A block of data
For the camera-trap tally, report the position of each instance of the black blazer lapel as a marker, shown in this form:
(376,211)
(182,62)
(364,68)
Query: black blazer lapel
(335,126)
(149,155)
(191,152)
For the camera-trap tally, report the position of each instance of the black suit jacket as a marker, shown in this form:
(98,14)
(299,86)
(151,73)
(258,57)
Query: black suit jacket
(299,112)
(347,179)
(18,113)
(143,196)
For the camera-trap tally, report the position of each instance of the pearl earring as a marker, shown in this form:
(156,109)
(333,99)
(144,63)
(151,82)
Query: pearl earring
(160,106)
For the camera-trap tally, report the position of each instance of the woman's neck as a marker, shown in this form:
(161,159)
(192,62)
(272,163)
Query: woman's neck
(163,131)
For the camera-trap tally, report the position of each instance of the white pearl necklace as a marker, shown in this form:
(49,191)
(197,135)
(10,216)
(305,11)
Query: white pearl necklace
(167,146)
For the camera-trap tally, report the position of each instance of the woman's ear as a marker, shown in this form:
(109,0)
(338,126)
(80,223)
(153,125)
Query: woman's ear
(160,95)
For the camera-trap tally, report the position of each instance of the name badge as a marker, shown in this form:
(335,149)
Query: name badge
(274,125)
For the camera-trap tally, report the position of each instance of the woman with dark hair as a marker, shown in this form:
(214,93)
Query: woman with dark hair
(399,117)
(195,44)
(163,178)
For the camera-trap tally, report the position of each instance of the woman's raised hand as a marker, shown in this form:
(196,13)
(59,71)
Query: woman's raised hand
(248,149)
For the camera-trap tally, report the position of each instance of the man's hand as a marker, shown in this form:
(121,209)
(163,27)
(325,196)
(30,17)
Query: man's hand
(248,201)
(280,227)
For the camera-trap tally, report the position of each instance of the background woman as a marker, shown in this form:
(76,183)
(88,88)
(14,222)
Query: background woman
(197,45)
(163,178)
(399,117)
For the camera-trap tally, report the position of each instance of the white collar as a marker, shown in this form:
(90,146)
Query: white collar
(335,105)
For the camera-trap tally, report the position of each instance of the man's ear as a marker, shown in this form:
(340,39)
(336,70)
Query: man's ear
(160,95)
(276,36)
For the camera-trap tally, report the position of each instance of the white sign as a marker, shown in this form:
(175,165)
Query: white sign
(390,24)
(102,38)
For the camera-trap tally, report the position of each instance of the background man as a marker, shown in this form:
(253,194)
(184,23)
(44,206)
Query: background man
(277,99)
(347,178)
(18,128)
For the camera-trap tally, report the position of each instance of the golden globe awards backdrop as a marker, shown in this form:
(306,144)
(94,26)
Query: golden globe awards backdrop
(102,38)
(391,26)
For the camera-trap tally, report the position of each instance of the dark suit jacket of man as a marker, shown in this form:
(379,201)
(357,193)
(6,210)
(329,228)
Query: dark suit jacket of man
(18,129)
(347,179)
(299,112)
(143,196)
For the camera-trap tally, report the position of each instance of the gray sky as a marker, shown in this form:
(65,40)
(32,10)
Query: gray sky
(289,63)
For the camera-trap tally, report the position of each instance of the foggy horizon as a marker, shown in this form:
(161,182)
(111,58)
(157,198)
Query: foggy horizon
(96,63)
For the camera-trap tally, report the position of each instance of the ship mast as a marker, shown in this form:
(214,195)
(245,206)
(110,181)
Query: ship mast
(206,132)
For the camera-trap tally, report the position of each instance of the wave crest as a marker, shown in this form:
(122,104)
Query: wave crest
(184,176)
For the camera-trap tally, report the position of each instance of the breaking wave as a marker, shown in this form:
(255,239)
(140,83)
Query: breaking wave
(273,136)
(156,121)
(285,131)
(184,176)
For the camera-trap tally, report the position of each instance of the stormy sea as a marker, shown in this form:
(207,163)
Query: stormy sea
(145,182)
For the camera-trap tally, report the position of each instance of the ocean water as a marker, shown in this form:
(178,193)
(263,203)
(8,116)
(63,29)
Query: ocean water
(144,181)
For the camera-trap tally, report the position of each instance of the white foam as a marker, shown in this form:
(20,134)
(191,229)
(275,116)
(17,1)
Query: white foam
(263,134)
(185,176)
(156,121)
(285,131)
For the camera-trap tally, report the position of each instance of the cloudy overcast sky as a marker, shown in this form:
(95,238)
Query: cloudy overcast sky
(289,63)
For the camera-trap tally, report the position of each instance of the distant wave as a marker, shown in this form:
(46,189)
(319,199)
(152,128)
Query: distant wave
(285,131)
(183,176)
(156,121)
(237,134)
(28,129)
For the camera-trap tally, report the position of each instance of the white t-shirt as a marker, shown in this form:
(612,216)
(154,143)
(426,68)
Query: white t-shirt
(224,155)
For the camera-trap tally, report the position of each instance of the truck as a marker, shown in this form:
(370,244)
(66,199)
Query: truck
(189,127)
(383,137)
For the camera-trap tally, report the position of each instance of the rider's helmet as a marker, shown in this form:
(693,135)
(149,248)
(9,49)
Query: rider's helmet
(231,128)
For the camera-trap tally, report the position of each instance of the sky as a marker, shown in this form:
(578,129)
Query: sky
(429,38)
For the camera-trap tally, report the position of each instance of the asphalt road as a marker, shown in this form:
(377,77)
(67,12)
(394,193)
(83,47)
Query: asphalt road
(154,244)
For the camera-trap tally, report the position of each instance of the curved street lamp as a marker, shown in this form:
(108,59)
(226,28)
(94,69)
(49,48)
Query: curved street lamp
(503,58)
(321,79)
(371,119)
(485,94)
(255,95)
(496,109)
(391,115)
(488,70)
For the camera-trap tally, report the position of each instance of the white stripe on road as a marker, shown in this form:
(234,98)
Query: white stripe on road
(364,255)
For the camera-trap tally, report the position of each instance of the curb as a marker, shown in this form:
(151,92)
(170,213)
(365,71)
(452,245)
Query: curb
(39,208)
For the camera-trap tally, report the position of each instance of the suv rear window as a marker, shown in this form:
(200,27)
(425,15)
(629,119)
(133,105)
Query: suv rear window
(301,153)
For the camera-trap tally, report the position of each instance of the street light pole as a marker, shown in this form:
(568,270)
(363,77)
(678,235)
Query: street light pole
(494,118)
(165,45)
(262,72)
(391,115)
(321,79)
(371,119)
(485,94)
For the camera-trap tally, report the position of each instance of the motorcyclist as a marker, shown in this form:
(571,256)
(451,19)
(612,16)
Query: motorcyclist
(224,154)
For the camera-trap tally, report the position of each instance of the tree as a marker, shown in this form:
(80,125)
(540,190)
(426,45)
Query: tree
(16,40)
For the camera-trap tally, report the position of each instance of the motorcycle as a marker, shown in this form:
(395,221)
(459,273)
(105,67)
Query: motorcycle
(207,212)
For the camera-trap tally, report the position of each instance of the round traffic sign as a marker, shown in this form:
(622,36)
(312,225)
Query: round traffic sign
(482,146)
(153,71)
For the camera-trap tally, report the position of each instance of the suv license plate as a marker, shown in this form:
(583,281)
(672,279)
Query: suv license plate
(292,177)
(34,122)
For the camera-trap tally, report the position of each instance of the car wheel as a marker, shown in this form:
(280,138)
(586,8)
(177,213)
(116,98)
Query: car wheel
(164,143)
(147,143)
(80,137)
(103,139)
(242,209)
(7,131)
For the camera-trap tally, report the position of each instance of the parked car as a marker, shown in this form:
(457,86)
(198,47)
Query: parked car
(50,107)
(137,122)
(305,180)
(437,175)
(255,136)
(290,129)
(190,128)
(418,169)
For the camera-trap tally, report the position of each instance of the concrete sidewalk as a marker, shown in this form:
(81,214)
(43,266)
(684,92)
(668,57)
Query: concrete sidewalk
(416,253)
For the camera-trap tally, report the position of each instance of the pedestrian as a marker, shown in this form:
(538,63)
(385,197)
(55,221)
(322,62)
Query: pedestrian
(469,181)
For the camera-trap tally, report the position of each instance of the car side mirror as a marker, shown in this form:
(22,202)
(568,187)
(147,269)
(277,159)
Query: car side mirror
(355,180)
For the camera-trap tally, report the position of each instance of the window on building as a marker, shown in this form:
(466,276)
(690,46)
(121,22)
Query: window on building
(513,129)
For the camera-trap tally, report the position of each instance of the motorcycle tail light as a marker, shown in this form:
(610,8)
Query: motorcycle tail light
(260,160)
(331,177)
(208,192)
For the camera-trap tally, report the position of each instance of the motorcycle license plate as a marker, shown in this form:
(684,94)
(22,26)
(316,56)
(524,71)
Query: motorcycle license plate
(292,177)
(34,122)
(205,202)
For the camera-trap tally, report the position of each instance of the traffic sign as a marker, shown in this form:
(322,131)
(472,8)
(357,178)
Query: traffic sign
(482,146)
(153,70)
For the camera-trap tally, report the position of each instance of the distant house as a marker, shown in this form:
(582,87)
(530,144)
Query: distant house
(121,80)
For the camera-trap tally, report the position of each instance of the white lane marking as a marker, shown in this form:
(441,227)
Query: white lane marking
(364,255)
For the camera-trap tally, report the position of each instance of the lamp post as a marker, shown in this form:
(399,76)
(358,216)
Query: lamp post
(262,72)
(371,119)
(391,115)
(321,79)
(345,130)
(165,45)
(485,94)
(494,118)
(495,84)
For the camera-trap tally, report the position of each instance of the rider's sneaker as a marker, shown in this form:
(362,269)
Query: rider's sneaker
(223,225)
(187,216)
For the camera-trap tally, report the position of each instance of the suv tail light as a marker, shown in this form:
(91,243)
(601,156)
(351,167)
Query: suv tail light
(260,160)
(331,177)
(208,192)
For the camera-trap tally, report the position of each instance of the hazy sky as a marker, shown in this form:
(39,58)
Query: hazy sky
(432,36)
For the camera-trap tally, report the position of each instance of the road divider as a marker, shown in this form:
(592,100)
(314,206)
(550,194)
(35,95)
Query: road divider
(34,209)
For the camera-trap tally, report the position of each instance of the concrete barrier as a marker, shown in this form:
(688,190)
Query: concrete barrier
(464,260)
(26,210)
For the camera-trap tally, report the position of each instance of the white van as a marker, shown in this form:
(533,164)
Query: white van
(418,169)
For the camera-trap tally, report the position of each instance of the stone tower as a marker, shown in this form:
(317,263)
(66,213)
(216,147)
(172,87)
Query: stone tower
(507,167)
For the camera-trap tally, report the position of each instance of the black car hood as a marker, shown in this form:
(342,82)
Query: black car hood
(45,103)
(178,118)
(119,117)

*Given problem*. Keep only the lines from the one containing "the suv tail" to the end of the entries, and repeat them exactly.

*Reply*.
For the camera-trap tally, report the position of each instance of the suv tail light as a marker, shown in this form:
(91,243)
(601,156)
(351,167)
Query: suv tail light
(260,160)
(331,177)
(208,192)
For the camera-trap tally, report the position of each instance of the hazy sky as a marker, shown in this form:
(39,58)
Query: hazy sky
(432,36)
For the camera-trap tally, report the position of each instance of the road divider as a marker, shown in this form:
(592,100)
(314,206)
(550,194)
(35,95)
Query: road divider
(34,209)
For the camera-trap tally, report the position of each instance of the concrete barrier as a marker, shown in this form:
(688,190)
Query: concrete barrier
(464,260)
(26,210)
For the camera-trap tally, report the position of each instance of the white van as a marker, shown in this form:
(533,164)
Query: white van
(418,169)
For the camera-trap tally, report the position of each instance of the stone tower as a marker, shown in this form:
(317,263)
(66,213)
(216,147)
(172,87)
Query: stone tower
(507,167)
For the camera-trap tally, report the position of each instance of the black car hood as a marker, shown in this form:
(342,82)
Query: black car hood
(45,103)
(178,118)
(119,117)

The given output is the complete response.